__SHORT TASK__. Exclude the pictures and retype the entries as written.

(A run of records)
++++++
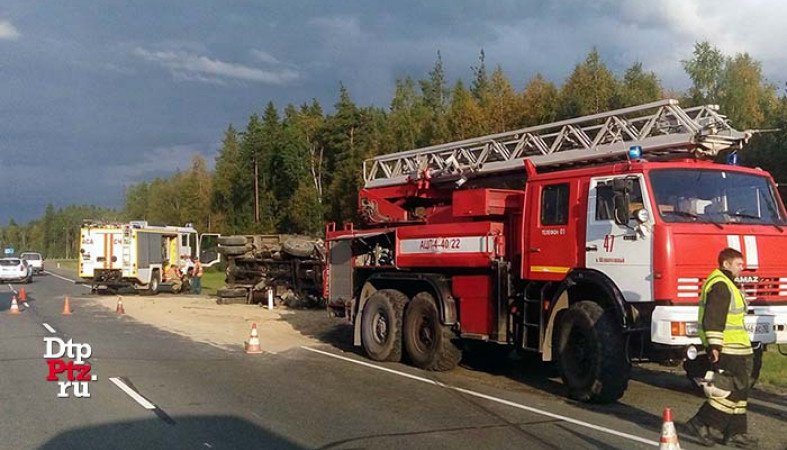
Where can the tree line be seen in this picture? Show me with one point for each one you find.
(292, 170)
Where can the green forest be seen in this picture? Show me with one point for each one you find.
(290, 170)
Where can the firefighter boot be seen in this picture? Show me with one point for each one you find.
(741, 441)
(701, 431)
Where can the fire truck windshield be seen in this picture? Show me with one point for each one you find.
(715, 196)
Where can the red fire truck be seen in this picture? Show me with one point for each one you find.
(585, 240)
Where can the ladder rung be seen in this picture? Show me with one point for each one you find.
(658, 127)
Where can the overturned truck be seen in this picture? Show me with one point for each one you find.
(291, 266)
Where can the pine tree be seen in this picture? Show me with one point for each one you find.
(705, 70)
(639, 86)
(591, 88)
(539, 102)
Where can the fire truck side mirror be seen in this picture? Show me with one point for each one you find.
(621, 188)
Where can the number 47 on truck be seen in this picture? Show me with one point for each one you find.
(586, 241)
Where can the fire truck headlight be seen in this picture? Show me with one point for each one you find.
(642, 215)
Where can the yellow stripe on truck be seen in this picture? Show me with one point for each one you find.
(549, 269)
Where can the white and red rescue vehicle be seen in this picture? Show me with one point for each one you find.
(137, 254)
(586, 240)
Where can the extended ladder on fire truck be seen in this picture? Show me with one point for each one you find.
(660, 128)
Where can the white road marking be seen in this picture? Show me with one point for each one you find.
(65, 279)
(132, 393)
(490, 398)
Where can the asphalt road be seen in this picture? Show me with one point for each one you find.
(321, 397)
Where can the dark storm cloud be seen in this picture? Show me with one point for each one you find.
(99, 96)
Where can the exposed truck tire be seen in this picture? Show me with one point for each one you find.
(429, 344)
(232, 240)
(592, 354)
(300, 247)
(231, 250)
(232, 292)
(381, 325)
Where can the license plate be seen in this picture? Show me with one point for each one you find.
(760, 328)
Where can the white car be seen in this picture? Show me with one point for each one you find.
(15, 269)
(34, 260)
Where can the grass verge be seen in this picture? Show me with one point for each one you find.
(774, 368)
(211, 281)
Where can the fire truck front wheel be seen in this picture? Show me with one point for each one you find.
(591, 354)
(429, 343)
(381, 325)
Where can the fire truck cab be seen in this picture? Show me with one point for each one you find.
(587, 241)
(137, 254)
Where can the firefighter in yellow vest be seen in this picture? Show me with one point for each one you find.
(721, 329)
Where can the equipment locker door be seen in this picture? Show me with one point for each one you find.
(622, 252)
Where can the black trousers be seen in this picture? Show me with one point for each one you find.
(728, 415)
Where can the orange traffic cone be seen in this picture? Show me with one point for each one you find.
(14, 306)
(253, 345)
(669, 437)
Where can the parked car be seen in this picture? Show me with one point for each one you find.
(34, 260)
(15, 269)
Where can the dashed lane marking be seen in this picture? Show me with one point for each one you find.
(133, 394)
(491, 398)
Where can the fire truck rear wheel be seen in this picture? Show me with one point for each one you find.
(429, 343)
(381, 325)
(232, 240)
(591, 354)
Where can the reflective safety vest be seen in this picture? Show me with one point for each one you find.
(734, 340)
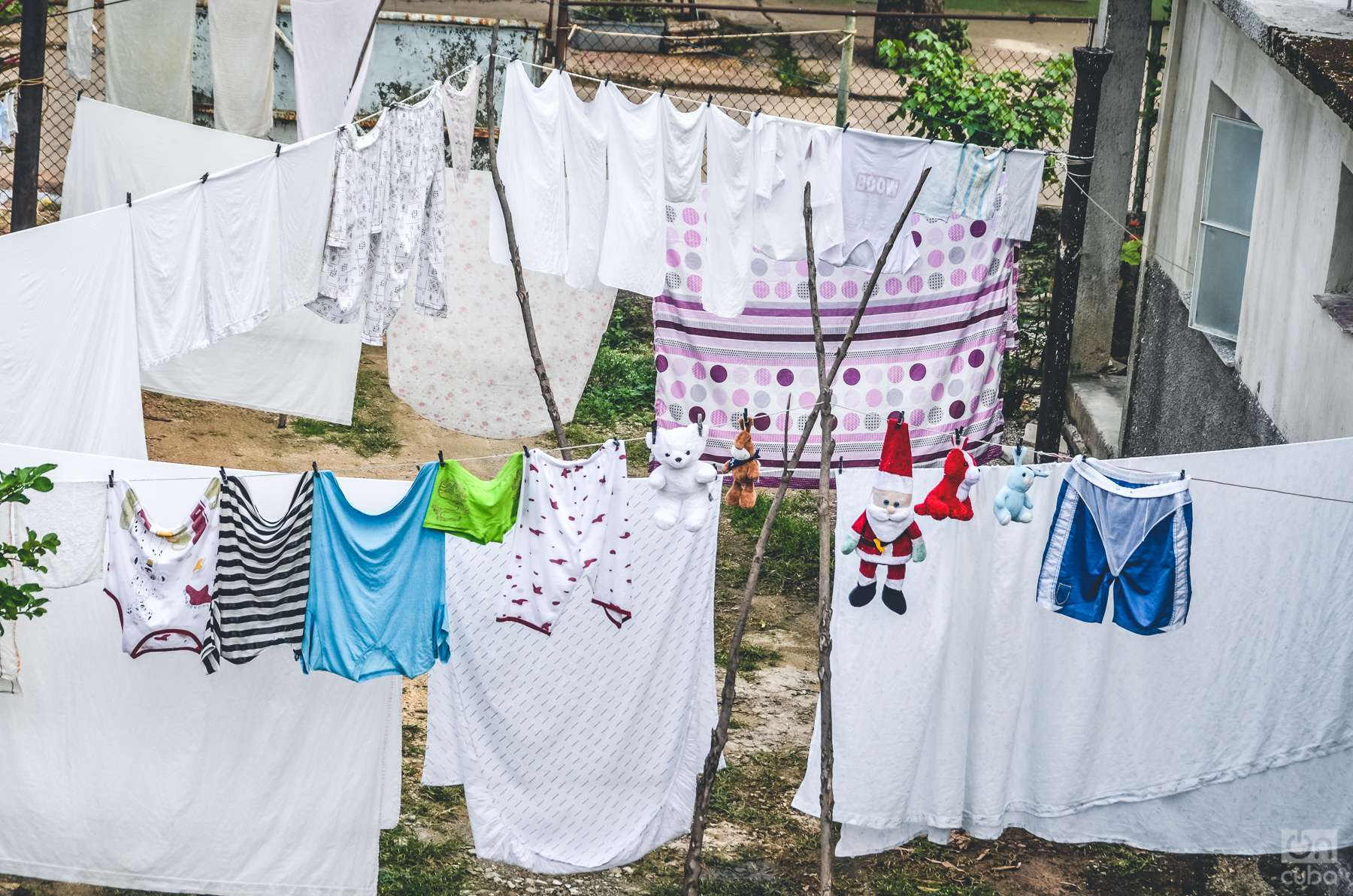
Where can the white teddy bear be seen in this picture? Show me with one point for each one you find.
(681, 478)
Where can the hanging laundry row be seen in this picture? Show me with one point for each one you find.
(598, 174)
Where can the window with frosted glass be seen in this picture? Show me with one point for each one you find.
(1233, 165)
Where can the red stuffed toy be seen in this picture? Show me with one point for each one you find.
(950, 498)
++++++
__FULL ANSWER__.
Where can the tree line be seen in this picture? Show me with one point for each one you find.
(292, 170)
Where can the green forest be seen in this picture? Show me with one point for each one you find.
(290, 170)
Where can the firefighter boot be seen in this picture? Show me with one point for each one you find.
(741, 441)
(701, 431)
Where can the fire truck windshield be seen in this picture? Show me with one point for each one you find.
(715, 196)
Where can the red fire truck be seen in this picture? Show me with one point for each one you find.
(585, 240)
Where can the ladder rung be seen in this picture? Show me with one point for each one you find.
(658, 127)
Where can the overturned truck be seen in this picture? Show me with one point for each one you find.
(291, 266)
Where can the pine tree be seen in this picture? Show me with one point for each one you find.
(705, 70)
(639, 86)
(591, 88)
(539, 102)
Where can the fire truck side mirror be seen in this picture? Show me with one point for each one you find.
(621, 188)
Where can the number 47 on truck be seen in this picture? Show me with one point for each one you find.
(586, 241)
Where can the fire truck headlight be seen in this picture? Show me with one point for each one you find.
(642, 215)
Where can the yellow stripe on truck be seen in this picture? Show me with one point for each one you find.
(549, 269)
Where can the white and red rescue vehicle be seen in this picture? Show me with one point for each one you find.
(137, 254)
(586, 240)
Where can the extended ladder on fire truck be seen in this picture? Show me with one point for each one you find.
(660, 128)
Where can the white road marking be seen in this picture? Show me with one point for each one you find.
(65, 279)
(132, 393)
(490, 398)
Where can the asphalt road be seen in this picture? Show me with one point for each one you find.
(321, 397)
Where can the dark storm cloud be seen in this picture? Show me with one point for each one you find.
(99, 96)
Where can the exposed truck tire be seen in this picture? Show me with one point for each one you find.
(429, 344)
(232, 240)
(592, 354)
(300, 247)
(231, 250)
(232, 292)
(381, 325)
Where can the license plate be seen in this picture? Show me with one point for each one you find.
(760, 328)
Where can the white car be seen in this picture? Show me with one point for each one you find.
(15, 269)
(34, 260)
Where can the grass verge be seen in this picture? Show me with one point for each one you find.
(774, 368)
(211, 281)
Where can the fire truck front wheel be seen in this picture? Show me with one point for each one you find.
(591, 354)
(429, 343)
(381, 325)
Where can the fire truck cab be seen in this picture? Show me with one point for each one you find.
(587, 241)
(137, 254)
Where can the firefighter in yellow vest be seen in this picture? Show me with one point for each one you find.
(721, 329)
Where can the equipment locker door be seen in this picture? Show me with one point for each one you find.
(622, 252)
Where can the black trousers be seen in this picture? Show me with one point for each one you find.
(728, 415)
Where can the orange traffic cone be seen in this picture? Show me with one point for each one you find.
(14, 306)
(253, 345)
(669, 437)
Where can the parked car be seen in this picture? Show me with one point for each one you find.
(34, 260)
(15, 269)
Where can the dashed lane marking be seen in this picture? Show me with one point for each one you find.
(133, 394)
(491, 398)
Where can the fire truck rear wheel be seen in this picture? Show me with one point for each one you find.
(429, 343)
(381, 325)
(232, 240)
(591, 354)
Where can the reflective safety vest be seen in this picture? Show me with one point for each one you find.
(734, 340)
Where can the white teddy bear be seen in this picture? Show me with one point for each one you find.
(681, 478)
Where can the hanging laundry row be seen in this picture? Show me with one point for each one you find.
(598, 174)
Where can the window with frosted glass be seen in this picture? Show me with one point for each one you find.
(1233, 165)
Where can the red stuffed toy be seen in this picture? Show me with one point for each one you find.
(950, 498)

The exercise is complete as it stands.